TASK DIRECTIONS: Collect every line of the listing below that contains the word "black".

RECORDS SHOWN:
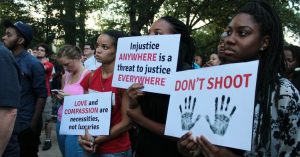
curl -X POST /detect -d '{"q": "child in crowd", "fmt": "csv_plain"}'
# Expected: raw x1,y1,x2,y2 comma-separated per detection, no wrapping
78,30,132,157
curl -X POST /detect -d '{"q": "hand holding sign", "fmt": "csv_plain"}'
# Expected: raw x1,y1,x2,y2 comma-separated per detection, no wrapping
205,95,236,136
126,83,144,109
78,129,94,153
179,96,200,130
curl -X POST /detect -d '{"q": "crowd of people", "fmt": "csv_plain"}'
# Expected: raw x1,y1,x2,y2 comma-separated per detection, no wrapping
0,1,300,157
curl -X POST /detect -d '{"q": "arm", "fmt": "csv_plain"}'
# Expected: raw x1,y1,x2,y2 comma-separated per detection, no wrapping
78,91,131,152
0,107,17,156
127,106,165,135
127,83,165,135
94,91,131,144
30,98,46,131
30,63,47,131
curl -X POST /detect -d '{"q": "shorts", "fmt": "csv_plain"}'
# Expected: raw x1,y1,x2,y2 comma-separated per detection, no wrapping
43,96,52,124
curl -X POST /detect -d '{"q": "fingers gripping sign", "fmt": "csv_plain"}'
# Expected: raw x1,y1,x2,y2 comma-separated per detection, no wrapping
205,95,236,136
179,96,200,130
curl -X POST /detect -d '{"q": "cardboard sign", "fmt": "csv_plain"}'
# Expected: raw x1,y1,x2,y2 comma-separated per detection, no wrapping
165,61,258,150
59,92,112,135
112,34,180,94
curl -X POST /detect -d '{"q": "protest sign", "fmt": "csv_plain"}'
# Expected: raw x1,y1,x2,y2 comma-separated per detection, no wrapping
59,92,112,135
165,61,258,150
112,34,180,94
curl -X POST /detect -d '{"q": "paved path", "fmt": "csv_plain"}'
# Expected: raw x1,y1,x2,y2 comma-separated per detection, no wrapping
38,122,62,157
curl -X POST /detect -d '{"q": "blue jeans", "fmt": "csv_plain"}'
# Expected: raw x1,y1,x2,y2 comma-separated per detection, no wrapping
56,121,83,157
83,149,132,157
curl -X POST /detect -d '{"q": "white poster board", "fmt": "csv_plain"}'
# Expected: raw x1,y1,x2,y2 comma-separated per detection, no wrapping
59,92,112,136
112,34,180,94
165,61,258,150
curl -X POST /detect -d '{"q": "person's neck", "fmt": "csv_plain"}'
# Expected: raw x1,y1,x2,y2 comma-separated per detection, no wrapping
11,46,25,56
86,54,94,59
73,64,84,76
36,57,46,62
102,62,115,79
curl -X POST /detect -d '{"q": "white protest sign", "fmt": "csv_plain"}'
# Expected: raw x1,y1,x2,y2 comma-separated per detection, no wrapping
112,34,180,94
165,61,258,150
59,92,112,135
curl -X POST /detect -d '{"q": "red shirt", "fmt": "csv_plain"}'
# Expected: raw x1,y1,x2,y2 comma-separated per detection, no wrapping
80,67,130,153
43,61,53,96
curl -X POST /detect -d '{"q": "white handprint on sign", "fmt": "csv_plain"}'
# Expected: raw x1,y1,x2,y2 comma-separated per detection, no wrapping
205,95,236,136
179,96,200,130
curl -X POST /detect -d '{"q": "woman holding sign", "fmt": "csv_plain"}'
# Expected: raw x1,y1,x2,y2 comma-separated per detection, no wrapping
78,30,132,157
52,45,89,157
127,16,195,157
178,1,300,157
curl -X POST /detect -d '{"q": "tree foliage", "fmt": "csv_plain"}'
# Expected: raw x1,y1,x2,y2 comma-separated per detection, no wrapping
0,0,300,53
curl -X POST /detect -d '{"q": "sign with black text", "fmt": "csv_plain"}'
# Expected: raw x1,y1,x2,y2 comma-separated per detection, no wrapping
165,61,258,150
59,92,112,135
112,34,180,94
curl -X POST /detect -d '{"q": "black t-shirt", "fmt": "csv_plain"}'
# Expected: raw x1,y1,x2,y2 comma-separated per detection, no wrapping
136,93,181,157
0,43,21,108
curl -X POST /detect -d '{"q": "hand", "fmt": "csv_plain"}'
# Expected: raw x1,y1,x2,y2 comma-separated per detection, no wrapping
177,132,200,157
196,136,238,157
127,106,143,121
55,90,70,100
126,83,144,108
179,96,200,130
78,129,95,153
205,95,236,136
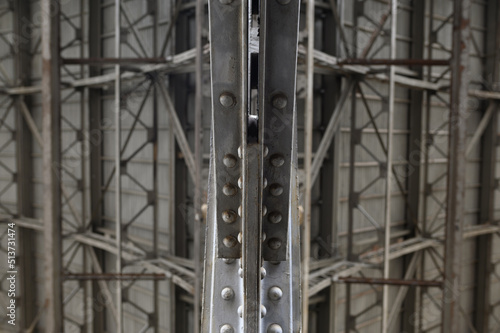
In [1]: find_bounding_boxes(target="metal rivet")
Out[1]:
[222,236,237,247]
[269,183,283,197]
[273,93,290,109]
[220,287,234,301]
[220,324,234,333]
[219,91,236,108]
[267,212,283,223]
[222,209,236,223]
[267,286,283,301]
[222,154,238,168]
[267,324,283,333]
[271,154,285,168]
[222,183,238,196]
[270,237,281,250]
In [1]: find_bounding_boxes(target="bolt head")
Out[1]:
[219,91,236,108]
[222,183,238,196]
[260,304,267,318]
[220,324,234,333]
[269,183,283,197]
[267,212,283,224]
[222,235,237,248]
[222,154,238,168]
[267,238,281,250]
[222,209,236,223]
[267,324,283,333]
[272,93,290,110]
[271,154,285,168]
[220,287,234,301]
[267,286,283,301]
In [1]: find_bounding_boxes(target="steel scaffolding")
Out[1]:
[0,0,500,332]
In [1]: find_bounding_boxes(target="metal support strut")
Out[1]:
[202,0,301,333]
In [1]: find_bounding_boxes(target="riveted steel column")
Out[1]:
[202,0,247,333]
[193,0,205,333]
[442,0,471,332]
[114,0,123,332]
[474,0,500,332]
[258,0,298,333]
[302,0,315,326]
[41,0,63,332]
[12,1,37,329]
[381,0,398,332]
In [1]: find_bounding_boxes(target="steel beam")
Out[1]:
[41,0,64,332]
[88,0,107,332]
[442,0,471,332]
[402,1,426,333]
[193,0,205,333]
[12,1,37,329]
[467,0,500,332]
[302,0,316,326]
[114,0,123,332]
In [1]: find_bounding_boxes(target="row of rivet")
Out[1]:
[219,92,238,252]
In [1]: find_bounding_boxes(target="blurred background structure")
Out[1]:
[0,0,500,333]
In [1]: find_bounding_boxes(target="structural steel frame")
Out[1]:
[0,0,500,332]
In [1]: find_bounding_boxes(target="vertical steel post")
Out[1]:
[12,1,37,329]
[115,0,123,332]
[442,0,471,332]
[41,0,64,332]
[302,0,315,333]
[474,0,500,332]
[193,0,205,333]
[381,0,398,332]
[402,1,426,333]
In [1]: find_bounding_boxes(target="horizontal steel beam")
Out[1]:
[338,59,450,66]
[63,273,167,281]
[62,58,168,65]
[334,276,443,288]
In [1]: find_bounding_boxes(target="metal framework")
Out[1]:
[0,0,500,332]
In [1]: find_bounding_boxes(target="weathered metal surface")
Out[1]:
[41,0,64,332]
[441,0,471,332]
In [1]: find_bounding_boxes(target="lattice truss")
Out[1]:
[0,0,500,332]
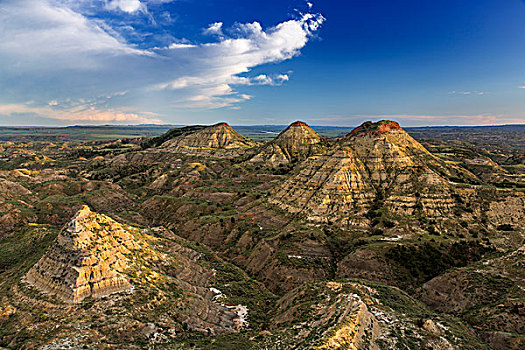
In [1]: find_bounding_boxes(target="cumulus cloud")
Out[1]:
[153,13,325,108]
[204,22,223,36]
[0,0,325,122]
[106,0,146,13]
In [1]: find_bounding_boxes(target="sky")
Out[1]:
[0,0,525,126]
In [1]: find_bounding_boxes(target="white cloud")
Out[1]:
[449,91,486,96]
[0,104,163,124]
[0,0,148,70]
[0,0,324,122]
[168,43,197,49]
[204,22,223,36]
[106,0,146,13]
[153,14,324,108]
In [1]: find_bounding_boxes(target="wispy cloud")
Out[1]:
[449,91,486,96]
[152,14,325,108]
[0,101,163,124]
[0,0,325,122]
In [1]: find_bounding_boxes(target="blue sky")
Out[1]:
[0,0,525,126]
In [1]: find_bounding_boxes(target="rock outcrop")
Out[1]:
[161,123,257,154]
[270,121,454,227]
[26,206,138,303]
[250,121,324,165]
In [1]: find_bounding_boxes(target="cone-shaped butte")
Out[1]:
[26,206,138,303]
[250,121,326,165]
[270,121,454,228]
[162,123,257,154]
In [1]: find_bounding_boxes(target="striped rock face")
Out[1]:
[26,206,138,303]
[161,123,257,154]
[250,121,324,165]
[270,121,460,228]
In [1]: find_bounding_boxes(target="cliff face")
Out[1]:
[250,121,323,166]
[264,282,484,350]
[161,123,257,154]
[421,245,525,349]
[26,206,138,303]
[270,121,454,227]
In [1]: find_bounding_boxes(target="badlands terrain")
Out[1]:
[0,120,525,350]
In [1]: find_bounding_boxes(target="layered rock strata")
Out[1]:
[250,121,323,165]
[270,121,454,227]
[161,123,257,154]
[26,206,138,303]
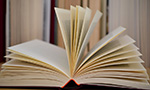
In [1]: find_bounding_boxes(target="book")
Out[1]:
[7,0,43,46]
[0,6,150,89]
[0,0,7,63]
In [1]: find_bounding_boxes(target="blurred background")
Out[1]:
[0,0,150,67]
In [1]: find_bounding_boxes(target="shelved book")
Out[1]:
[0,6,150,89]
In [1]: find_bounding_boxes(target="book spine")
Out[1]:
[0,0,6,62]
[50,0,55,44]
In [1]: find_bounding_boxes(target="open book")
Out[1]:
[0,6,150,89]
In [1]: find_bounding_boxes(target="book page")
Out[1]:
[75,63,146,76]
[76,10,102,71]
[76,78,150,89]
[55,7,71,64]
[76,26,125,69]
[78,35,137,69]
[76,7,92,59]
[78,44,138,70]
[78,57,144,72]
[74,70,149,80]
[8,40,70,76]
[74,6,86,63]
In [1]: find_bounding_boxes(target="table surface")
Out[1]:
[0,63,150,90]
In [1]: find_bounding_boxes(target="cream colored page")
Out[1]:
[101,44,138,59]
[76,7,92,56]
[78,57,144,72]
[76,10,102,68]
[78,44,138,68]
[91,50,142,64]
[55,7,71,64]
[74,6,85,58]
[81,35,136,67]
[69,6,76,74]
[76,26,125,69]
[8,40,70,76]
[75,71,149,80]
[5,54,59,71]
[75,63,146,76]
[70,6,76,60]
[76,78,150,89]
[2,59,68,79]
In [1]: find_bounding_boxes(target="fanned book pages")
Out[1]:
[0,6,150,89]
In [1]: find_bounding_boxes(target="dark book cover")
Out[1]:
[0,0,6,62]
[50,0,55,44]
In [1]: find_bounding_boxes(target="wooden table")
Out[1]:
[0,63,150,90]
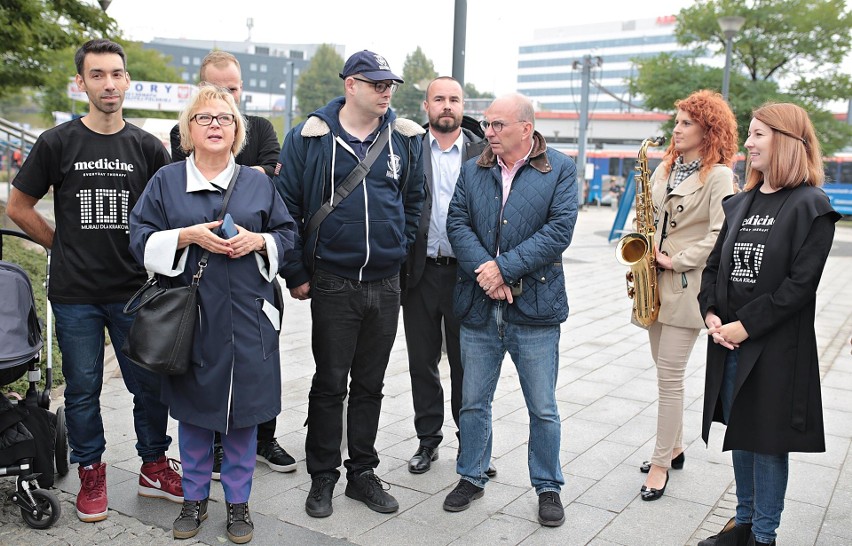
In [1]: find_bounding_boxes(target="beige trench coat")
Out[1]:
[651,165,734,328]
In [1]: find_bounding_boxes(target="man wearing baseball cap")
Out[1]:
[274,50,425,518]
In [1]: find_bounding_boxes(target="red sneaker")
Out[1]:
[138,455,183,503]
[77,463,107,522]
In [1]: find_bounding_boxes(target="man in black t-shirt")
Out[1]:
[7,40,183,522]
[170,51,296,480]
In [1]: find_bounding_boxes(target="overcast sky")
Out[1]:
[103,0,691,95]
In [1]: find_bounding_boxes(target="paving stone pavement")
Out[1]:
[0,208,852,546]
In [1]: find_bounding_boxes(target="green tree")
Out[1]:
[296,44,343,117]
[393,46,438,122]
[0,0,117,96]
[629,0,852,155]
[37,39,182,120]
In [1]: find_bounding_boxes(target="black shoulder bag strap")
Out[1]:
[304,127,392,239]
[192,164,240,284]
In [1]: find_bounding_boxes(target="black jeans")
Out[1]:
[213,417,275,446]
[402,260,464,448]
[305,271,400,479]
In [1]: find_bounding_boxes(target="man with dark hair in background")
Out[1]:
[402,76,497,477]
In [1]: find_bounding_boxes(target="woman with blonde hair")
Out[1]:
[640,90,737,501]
[130,85,295,544]
[699,104,840,546]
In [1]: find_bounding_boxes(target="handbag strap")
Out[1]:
[305,126,392,239]
[192,164,240,286]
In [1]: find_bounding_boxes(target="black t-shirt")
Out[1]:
[728,188,790,311]
[14,119,169,304]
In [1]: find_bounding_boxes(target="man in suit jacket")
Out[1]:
[402,76,497,475]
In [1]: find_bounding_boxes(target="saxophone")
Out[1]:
[615,137,666,328]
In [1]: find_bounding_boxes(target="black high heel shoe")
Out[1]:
[639,471,669,501]
[639,451,686,474]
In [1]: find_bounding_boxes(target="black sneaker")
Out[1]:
[538,491,565,527]
[210,444,225,480]
[444,479,485,512]
[257,438,296,472]
[172,499,207,538]
[305,476,337,518]
[225,502,254,544]
[346,470,399,514]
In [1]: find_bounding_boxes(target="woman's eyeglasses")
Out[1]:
[479,120,526,133]
[190,114,236,127]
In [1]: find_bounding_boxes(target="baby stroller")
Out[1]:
[0,229,68,529]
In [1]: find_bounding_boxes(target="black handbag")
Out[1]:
[121,165,240,375]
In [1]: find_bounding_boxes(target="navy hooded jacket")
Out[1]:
[273,97,424,288]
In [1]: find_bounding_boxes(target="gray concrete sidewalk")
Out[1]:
[0,208,852,546]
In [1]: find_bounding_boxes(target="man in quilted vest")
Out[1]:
[444,94,578,527]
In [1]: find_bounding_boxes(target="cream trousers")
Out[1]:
[648,321,701,469]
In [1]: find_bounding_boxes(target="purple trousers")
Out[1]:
[178,422,257,504]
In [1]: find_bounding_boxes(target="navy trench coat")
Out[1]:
[130,161,296,432]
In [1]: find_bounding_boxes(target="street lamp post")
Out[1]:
[717,15,745,100]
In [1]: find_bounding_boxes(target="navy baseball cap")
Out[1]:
[340,49,405,83]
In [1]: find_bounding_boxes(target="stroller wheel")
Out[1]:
[21,489,62,529]
[54,406,69,476]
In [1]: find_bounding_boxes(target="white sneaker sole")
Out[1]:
[136,484,183,504]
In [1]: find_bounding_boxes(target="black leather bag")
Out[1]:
[121,165,240,375]
[121,275,200,375]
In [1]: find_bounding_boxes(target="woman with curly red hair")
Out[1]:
[639,90,737,501]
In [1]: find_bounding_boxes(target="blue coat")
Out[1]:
[698,184,840,454]
[447,132,578,326]
[273,97,424,288]
[130,161,295,432]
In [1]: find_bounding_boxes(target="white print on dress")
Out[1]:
[731,243,765,284]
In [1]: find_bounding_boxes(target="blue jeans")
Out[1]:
[53,303,172,466]
[722,349,789,544]
[305,270,400,480]
[456,302,565,495]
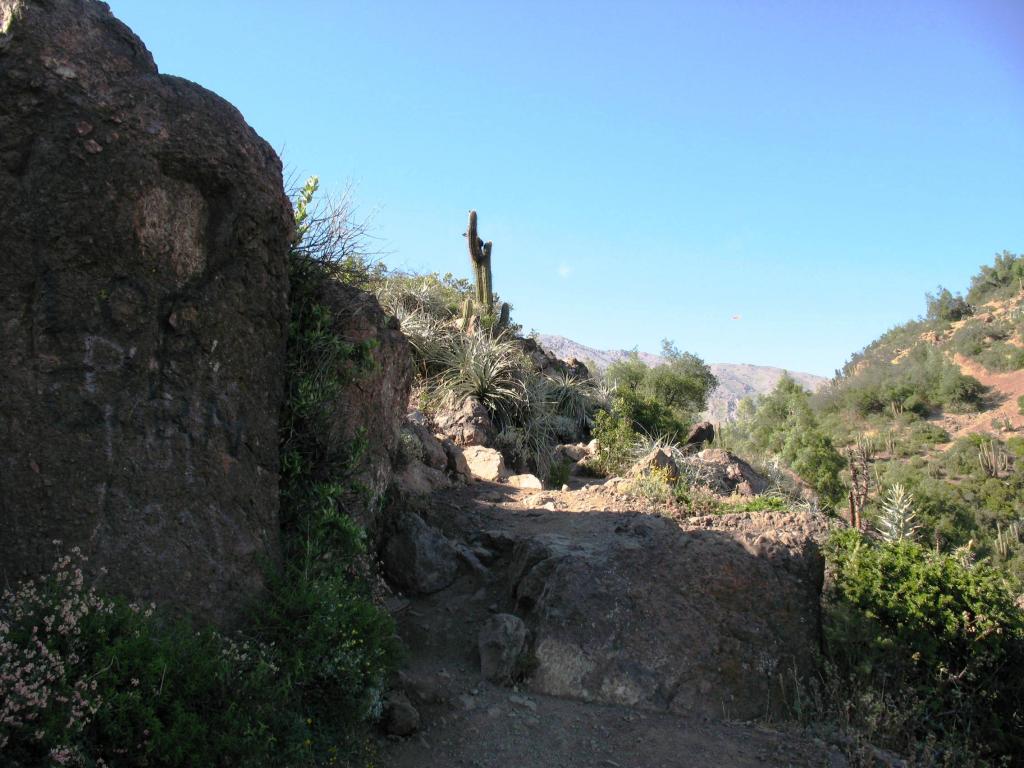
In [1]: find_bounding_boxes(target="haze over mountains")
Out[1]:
[537,334,828,422]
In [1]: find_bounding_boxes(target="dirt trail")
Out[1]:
[380,482,846,768]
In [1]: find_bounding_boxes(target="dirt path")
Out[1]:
[380,481,846,768]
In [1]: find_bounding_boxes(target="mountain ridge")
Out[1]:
[537,334,828,422]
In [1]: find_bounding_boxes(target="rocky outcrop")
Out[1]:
[506,474,544,490]
[0,0,292,624]
[629,447,679,480]
[463,445,507,482]
[434,397,498,445]
[509,513,825,719]
[381,512,459,594]
[688,449,771,496]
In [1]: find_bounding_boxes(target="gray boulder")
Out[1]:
[434,397,498,445]
[509,513,827,719]
[0,0,293,625]
[382,512,459,594]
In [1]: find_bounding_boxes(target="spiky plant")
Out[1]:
[430,334,526,423]
[392,304,455,376]
[878,482,921,544]
[462,211,510,333]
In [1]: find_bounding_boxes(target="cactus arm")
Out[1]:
[480,240,495,314]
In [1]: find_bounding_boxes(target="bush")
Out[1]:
[604,340,718,439]
[967,251,1024,304]
[0,550,303,767]
[926,286,974,323]
[731,376,846,505]
[825,530,1024,758]
[594,397,639,475]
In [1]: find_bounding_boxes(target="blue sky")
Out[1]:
[110,0,1024,375]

TASK RESPONSE:
curl -X POST /detect -d '{"q": "sign with black text", "fmt": "csv_plain"}'
curl -X POST /detect -d '{"q": "black t-shirt", "fmt": "csv_plain"}'
In [1]: find_bounding_boxes(target="man in black t-shirt")
In [1]: find_bounding_boxes(target="black shoulder bag strap")
In [1]: find_bounding_boxes(target="black jeans")
In [1]: find_bounding_boxes(target="black t-shirt")
In [1]: find_bounding_boxes(target="black high heel shoe")
In [1]: find_bounding_boxes(target="black sneaker")
In [1]: find_bounding_boxes(target="black handbag")
In [1]: find_bounding_boxes(target="black leather bag")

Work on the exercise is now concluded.